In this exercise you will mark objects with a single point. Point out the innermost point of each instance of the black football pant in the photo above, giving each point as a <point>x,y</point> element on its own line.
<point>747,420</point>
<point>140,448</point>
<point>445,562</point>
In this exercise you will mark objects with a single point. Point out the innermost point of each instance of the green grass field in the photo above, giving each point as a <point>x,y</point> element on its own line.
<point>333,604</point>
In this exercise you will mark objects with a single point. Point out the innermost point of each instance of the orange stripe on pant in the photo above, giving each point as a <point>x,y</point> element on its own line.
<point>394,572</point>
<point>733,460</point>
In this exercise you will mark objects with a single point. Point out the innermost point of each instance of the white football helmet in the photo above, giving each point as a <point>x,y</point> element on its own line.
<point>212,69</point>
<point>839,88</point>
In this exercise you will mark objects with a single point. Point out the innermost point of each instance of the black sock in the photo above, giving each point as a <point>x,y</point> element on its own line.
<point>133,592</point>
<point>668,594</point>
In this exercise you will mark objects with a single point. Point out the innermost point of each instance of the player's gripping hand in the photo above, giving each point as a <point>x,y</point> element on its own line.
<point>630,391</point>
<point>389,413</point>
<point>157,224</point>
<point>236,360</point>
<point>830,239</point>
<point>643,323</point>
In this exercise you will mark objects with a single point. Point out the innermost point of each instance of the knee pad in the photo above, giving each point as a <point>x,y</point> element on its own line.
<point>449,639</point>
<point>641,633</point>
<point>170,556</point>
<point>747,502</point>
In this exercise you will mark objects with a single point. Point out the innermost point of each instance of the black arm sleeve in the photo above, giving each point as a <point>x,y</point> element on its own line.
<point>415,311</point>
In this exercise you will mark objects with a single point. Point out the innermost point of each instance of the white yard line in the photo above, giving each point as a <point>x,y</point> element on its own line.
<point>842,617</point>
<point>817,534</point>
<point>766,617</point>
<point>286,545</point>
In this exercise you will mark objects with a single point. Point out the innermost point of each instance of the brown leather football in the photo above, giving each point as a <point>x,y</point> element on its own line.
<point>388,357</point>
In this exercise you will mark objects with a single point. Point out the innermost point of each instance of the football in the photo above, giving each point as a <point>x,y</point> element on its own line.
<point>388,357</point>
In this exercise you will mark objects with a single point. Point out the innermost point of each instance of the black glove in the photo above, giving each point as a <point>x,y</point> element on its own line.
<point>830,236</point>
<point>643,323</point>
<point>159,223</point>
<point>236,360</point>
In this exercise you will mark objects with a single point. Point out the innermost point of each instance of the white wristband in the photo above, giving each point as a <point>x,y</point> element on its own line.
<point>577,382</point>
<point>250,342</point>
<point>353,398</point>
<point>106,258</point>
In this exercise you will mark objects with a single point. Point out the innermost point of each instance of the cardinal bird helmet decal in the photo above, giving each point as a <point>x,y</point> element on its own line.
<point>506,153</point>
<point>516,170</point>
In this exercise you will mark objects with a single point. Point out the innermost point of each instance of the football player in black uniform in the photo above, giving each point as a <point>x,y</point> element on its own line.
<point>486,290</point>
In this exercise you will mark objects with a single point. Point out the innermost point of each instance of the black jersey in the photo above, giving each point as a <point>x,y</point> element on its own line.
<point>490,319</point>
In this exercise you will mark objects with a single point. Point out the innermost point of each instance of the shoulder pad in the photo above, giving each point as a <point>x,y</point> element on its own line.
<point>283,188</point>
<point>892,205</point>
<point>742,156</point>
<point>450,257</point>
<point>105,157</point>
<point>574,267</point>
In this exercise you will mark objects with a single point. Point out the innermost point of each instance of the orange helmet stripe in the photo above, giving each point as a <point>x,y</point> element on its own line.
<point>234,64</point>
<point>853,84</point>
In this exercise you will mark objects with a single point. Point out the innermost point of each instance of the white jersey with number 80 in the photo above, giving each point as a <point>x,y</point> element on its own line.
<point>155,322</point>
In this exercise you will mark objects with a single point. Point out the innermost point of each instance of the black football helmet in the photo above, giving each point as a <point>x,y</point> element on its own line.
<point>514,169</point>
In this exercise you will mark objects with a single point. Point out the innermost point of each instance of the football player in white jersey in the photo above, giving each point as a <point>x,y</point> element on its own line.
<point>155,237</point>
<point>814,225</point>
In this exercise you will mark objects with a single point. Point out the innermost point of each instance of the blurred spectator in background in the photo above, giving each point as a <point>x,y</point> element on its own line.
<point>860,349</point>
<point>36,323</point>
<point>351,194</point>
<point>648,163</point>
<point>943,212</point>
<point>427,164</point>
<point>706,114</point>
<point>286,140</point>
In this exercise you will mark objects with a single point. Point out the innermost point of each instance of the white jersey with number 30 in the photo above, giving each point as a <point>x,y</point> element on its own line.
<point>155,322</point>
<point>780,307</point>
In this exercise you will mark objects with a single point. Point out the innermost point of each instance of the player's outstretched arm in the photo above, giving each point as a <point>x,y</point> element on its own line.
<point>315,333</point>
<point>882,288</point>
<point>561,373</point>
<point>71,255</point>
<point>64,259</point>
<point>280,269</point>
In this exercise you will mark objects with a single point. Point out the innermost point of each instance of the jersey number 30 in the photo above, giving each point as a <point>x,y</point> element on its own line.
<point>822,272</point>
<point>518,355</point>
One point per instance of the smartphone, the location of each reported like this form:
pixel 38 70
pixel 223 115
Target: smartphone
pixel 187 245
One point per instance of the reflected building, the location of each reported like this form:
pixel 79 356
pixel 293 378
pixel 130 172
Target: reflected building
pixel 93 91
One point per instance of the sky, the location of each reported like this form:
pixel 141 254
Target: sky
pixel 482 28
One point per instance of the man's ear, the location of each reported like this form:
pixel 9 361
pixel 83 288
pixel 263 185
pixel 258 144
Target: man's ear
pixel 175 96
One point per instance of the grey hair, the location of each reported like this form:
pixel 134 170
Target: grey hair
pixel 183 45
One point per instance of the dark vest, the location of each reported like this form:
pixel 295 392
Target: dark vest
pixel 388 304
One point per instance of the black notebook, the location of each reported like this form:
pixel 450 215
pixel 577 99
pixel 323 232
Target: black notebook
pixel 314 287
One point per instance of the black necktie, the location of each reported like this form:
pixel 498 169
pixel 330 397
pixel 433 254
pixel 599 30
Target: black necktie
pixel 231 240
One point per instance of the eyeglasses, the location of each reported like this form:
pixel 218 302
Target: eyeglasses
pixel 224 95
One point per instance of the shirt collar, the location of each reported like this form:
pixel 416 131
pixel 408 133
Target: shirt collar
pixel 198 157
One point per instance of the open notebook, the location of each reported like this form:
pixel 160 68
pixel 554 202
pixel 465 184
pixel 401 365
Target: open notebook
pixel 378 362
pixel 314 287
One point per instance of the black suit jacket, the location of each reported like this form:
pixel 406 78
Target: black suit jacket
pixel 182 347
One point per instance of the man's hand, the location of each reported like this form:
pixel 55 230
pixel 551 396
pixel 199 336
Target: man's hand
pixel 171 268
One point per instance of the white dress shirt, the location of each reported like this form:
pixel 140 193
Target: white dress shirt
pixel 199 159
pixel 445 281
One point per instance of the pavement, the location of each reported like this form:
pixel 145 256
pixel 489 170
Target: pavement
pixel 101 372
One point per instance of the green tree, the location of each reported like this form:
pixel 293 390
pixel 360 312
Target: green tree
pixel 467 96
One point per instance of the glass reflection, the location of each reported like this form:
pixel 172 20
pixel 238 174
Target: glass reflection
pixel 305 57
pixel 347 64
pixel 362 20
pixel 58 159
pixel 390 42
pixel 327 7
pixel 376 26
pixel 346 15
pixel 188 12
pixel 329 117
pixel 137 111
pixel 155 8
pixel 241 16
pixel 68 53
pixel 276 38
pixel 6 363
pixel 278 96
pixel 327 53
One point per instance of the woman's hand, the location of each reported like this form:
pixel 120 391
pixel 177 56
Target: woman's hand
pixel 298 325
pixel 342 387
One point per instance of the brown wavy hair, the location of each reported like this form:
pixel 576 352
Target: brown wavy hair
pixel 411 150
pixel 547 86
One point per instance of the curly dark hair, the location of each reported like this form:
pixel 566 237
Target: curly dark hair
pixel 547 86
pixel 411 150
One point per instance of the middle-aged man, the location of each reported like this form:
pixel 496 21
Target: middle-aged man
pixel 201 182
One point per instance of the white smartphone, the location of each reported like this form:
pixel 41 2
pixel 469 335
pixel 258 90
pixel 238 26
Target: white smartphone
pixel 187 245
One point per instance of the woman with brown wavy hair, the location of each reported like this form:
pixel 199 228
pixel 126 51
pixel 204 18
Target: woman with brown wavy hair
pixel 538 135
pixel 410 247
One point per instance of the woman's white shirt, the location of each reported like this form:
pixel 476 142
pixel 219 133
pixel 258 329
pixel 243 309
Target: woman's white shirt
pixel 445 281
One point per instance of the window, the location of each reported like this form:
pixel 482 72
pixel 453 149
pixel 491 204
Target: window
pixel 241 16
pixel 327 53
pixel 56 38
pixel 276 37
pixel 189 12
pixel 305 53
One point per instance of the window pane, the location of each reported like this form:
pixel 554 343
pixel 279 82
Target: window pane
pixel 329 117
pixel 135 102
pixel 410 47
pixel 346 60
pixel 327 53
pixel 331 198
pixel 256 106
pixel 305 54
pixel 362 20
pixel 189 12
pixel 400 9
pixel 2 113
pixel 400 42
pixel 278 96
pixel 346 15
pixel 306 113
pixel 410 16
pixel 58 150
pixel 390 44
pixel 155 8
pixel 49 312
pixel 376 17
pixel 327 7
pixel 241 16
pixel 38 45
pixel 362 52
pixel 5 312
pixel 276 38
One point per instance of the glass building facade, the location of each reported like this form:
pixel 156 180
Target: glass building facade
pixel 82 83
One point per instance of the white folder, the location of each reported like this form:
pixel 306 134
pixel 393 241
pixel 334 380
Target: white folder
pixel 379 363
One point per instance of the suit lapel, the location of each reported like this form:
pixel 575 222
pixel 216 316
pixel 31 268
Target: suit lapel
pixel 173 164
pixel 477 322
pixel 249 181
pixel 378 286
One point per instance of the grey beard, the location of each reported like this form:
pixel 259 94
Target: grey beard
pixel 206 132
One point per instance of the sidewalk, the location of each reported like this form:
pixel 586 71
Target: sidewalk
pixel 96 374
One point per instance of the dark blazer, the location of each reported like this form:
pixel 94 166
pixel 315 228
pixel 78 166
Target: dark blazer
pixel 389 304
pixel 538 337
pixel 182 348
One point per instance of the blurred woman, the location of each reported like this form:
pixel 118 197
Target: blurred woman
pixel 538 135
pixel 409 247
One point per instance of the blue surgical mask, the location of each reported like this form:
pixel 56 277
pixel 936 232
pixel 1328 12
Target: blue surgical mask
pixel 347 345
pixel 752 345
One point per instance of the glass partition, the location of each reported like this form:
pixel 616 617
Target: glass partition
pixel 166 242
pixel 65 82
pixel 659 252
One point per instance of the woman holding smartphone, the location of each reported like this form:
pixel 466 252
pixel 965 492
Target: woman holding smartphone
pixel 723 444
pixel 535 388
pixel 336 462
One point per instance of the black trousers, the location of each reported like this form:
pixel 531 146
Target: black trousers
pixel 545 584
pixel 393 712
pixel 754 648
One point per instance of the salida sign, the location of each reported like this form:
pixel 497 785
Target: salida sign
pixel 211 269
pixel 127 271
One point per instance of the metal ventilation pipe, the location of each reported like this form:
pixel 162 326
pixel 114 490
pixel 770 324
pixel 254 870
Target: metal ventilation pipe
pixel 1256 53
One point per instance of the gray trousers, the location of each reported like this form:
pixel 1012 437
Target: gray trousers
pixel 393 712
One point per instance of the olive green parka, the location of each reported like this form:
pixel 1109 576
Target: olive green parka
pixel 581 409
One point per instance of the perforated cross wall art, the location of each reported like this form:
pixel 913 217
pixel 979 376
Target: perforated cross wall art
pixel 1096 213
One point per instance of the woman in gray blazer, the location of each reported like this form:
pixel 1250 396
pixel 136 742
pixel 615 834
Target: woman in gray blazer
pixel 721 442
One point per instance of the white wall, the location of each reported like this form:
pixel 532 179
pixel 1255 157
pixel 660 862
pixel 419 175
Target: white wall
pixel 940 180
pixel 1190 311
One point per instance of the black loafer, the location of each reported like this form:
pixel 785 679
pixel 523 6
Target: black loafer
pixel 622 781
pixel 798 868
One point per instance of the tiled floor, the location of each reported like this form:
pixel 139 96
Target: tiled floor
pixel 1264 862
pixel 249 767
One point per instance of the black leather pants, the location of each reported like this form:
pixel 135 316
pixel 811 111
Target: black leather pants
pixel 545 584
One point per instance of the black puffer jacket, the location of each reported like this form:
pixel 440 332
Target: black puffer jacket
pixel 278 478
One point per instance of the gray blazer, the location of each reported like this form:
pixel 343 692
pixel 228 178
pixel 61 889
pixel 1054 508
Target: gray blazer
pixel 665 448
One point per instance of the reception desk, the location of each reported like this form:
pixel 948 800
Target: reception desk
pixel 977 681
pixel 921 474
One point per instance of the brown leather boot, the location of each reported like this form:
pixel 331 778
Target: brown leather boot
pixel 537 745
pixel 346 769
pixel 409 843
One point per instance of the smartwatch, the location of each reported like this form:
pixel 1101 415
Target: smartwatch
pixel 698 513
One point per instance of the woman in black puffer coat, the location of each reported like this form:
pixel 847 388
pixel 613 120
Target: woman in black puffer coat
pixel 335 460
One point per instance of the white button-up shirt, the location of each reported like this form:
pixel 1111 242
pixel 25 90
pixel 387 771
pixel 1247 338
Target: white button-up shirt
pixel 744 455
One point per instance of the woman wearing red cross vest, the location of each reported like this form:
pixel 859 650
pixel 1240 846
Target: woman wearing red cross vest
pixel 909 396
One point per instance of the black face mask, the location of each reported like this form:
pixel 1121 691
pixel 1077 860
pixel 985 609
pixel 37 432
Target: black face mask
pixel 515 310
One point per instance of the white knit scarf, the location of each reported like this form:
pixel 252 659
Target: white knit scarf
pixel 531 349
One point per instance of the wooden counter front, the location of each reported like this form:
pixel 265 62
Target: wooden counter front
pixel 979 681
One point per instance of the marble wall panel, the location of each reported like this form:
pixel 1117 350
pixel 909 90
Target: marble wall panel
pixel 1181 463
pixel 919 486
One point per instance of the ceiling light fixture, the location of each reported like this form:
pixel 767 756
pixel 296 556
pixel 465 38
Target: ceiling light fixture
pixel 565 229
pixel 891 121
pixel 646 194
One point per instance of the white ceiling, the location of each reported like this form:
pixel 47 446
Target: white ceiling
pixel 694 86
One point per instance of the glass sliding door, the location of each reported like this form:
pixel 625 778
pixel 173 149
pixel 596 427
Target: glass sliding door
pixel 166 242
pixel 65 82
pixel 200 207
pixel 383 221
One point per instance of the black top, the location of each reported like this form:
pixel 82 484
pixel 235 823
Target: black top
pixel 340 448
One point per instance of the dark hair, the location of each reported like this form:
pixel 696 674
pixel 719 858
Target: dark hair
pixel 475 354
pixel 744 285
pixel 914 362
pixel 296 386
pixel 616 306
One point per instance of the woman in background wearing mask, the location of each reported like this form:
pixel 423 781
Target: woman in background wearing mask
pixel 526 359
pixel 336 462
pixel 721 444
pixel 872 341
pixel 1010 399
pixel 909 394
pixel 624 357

★ ★ ★ ★ ★

» Opdrachtomschrijving
Geef de regels uit de items ongewijzigd terug, vanaf de regel met "the white wristband" tot en met de regel met "<point>106,258</point>".

» Antwoord op opdracht
In this exercise you will mark objects with a single point. Point out the innermost point of each instance of the white wristband in the photo above, giving each point as a <point>x,y</point> element on its own line.
<point>577,382</point>
<point>250,342</point>
<point>353,398</point>
<point>106,258</point>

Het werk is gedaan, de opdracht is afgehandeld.